Excerpts from a dataset

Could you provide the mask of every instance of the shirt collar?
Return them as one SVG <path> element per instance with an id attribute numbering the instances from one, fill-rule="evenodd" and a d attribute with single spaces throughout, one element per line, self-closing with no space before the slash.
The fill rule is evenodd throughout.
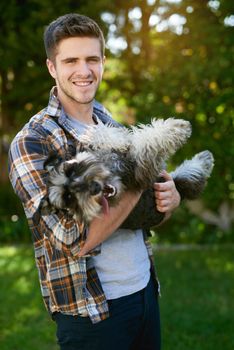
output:
<path id="1" fill-rule="evenodd" d="M 60 124 L 66 123 L 66 115 L 63 113 L 63 107 L 58 99 L 58 91 L 57 87 L 53 86 L 50 91 L 50 98 L 49 103 L 46 108 L 46 112 L 52 116 L 56 117 L 59 120 Z M 110 114 L 106 111 L 106 109 L 98 103 L 96 100 L 94 100 L 93 104 L 93 115 L 98 117 L 104 124 L 109 123 L 113 126 L 120 126 L 115 120 L 113 120 L 110 116 Z"/>
<path id="2" fill-rule="evenodd" d="M 59 118 L 62 115 L 62 105 L 57 97 L 57 87 L 53 86 L 50 91 L 49 103 L 47 106 L 47 113 L 52 117 Z"/>

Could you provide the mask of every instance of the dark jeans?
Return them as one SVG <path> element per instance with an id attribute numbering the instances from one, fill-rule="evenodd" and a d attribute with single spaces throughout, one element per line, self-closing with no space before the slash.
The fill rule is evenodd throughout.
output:
<path id="1" fill-rule="evenodd" d="M 142 291 L 108 304 L 110 317 L 96 324 L 88 317 L 56 313 L 61 350 L 160 350 L 159 306 L 151 280 Z"/>

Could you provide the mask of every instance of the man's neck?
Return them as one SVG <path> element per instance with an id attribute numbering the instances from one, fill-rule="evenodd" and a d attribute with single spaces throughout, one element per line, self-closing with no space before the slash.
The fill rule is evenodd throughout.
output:
<path id="1" fill-rule="evenodd" d="M 84 104 L 78 103 L 76 101 L 63 101 L 63 98 L 58 96 L 60 103 L 63 106 L 64 112 L 71 116 L 74 119 L 84 123 L 84 124 L 93 124 L 93 102 Z"/>
<path id="2" fill-rule="evenodd" d="M 70 106 L 69 106 L 70 107 Z M 72 118 L 84 124 L 93 124 L 93 105 L 77 105 L 76 108 L 66 108 L 63 106 L 65 113 Z"/>

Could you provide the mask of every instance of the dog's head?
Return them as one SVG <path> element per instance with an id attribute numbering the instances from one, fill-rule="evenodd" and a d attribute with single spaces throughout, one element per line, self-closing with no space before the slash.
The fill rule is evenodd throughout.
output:
<path id="1" fill-rule="evenodd" d="M 44 165 L 49 173 L 44 213 L 46 208 L 63 209 L 89 223 L 102 211 L 108 212 L 108 198 L 121 190 L 119 178 L 90 152 L 67 161 L 51 155 Z"/>

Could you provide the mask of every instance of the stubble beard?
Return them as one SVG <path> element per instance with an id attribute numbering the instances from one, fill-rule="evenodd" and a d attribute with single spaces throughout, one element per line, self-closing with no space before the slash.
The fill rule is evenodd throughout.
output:
<path id="1" fill-rule="evenodd" d="M 66 96 L 69 100 L 71 100 L 72 102 L 76 102 L 79 104 L 85 104 L 85 105 L 90 104 L 94 101 L 97 89 L 99 87 L 99 84 L 98 84 L 91 96 L 86 97 L 86 98 L 85 97 L 79 98 L 78 96 L 75 96 L 75 94 L 72 91 L 70 91 L 68 88 L 64 87 L 64 84 L 61 83 L 60 80 L 58 80 L 58 85 L 59 85 L 60 90 L 62 91 L 63 95 Z"/>

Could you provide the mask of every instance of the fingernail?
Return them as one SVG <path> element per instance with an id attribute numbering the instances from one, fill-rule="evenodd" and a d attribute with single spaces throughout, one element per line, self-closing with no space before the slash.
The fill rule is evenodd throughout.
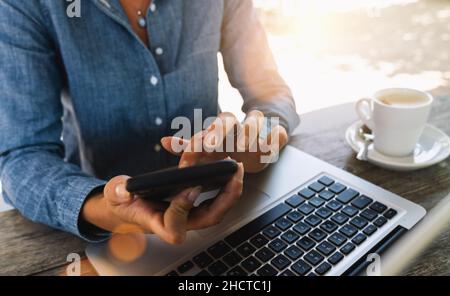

Exercise prompt: Lines holding "mask": copy each one from the records above.

Completed task:
Could you provide the mask of every instance of the shirt collar?
Could you provide the mask of every instance of the dark jeans?
Could you provide the mask of every instance of the man's neck?
Could you provide the mask of every instance of the dog's head?
Could you provide the mask of every instance of the stubble beard?
Could you provide the mask of every instance of the fingernail?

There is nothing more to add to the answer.